▶ _WHAT THIS TASK INVOLVES_: Count the lines below that contain the string "Target", treating uppercase and lowercase as different. Reply with the number alone.
*****
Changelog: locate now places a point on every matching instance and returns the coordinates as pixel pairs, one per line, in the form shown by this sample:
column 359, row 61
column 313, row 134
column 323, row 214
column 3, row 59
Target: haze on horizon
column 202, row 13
*****
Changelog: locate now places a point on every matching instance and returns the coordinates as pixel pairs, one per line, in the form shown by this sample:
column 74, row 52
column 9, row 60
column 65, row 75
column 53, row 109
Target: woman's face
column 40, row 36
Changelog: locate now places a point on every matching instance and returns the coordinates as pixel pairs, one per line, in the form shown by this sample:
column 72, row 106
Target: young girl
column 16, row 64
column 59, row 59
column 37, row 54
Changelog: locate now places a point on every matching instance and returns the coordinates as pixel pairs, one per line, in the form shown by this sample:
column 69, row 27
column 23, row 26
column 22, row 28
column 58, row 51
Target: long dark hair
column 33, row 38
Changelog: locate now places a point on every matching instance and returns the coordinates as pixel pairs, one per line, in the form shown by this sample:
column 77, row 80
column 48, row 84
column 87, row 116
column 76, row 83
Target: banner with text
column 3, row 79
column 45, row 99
*****
▶ _SOLUTION FOR THIS EXERCISE_: 5